→ **Activity**: Duplicate the part of the cancer diagnosis post below that opens with the words containing "1. I’ve never" and closes with "Iceland this fall.".

My surgical biopsy was now scheduled for the Friday of my return—and deep in my soul, I knew that what I and my doctor suspected would be borne out.

Spoiler alert: The “suspected” was confirmed. I have Squamous Cell Carcinoma on my left vocal cord.

Here is another weird thing. That sense of dread I was feeling…disappeared.

I know now what I’m up against. While we all hope this has been caught early, I will be going through many tests over the next month or so. Probably surgery and chemo as well, based on whom I’m meeting with on the 13th of July.

Within two days of the confirmatory diagnosis, I was assigned a trifecta of oncology doctors at Dana Farber Cancer Institute—a head/neck specialist, an oncology surgeon, and an oncology chemotherapist. That’s my meeting on the 13th..

I don’t know if it’s just one vocal cord. I don’t know if I will be able to speak when this is all said and done. What I do know is two things:

  1. I’ve never given up a fight in my life and 
  2. I have the best personal and professional support system anyone could ask for.

But I’m under no delusions. This is going to be a long, tough fight. I expect to win. I have to win.

To this end, I’ll be cutting back my con attendance for the foreseeable future. No ReaderCon, no NECON, and no Haverhill Halloween Book Festival. I’m also postponing my Writer in Residence program that was to occur in Iceland this fall.

Other than the “secret project” I’ve been working on for the past nine months and some writing (for my own sanity)–my focus now is on beating cancer for the second time.

I have three novels outlined and ready for me to write. But now, I want to write them for me—to help me push through this new medical speed bump and push through toward my literary finish line. It’s funny. You would have thought I’d have realized the writing was for me during the first battle.

I’ll post here occasionally during this process. But for now, I love you all.

Chat soon. And fuck cancer.

→ **Data**:
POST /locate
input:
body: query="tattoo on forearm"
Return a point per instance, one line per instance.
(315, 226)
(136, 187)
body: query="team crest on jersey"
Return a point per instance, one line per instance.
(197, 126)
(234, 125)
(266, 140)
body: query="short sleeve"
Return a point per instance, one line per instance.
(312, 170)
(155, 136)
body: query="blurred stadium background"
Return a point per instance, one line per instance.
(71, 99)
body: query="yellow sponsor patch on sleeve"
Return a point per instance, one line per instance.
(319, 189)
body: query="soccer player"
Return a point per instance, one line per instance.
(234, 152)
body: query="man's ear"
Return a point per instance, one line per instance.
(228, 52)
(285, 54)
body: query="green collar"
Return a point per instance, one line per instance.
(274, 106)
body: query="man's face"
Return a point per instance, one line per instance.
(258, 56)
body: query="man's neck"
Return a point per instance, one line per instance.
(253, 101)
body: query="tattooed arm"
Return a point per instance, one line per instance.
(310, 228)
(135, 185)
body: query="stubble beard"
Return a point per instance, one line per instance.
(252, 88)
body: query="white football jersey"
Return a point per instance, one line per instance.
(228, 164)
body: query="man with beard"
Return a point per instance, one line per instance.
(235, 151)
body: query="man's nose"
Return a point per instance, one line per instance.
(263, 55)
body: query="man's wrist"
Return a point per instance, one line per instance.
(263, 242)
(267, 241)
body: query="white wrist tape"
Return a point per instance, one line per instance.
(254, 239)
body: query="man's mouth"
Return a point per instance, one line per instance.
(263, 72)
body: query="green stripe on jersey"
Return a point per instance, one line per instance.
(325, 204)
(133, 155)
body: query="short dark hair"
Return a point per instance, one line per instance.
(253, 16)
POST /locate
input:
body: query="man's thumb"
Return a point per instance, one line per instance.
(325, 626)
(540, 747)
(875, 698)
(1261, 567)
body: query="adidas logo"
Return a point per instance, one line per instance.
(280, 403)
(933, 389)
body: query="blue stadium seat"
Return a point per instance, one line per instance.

→ **Answer**:
1. I’ve never given up a fight in my life and 
  2. I have the best personal and professional support system anyone could ask for.

But I’m under no delusions. This is going to be a long, tough fight. I expect to win. I have to win.

To this end, I’ll be cutting back my con attendance for the foreseeable future. No ReaderCon, no NECON, and no Haverhill Halloween Book Festival. I’m also postponing my Writer in Residence program that was to occur in Iceland this fall.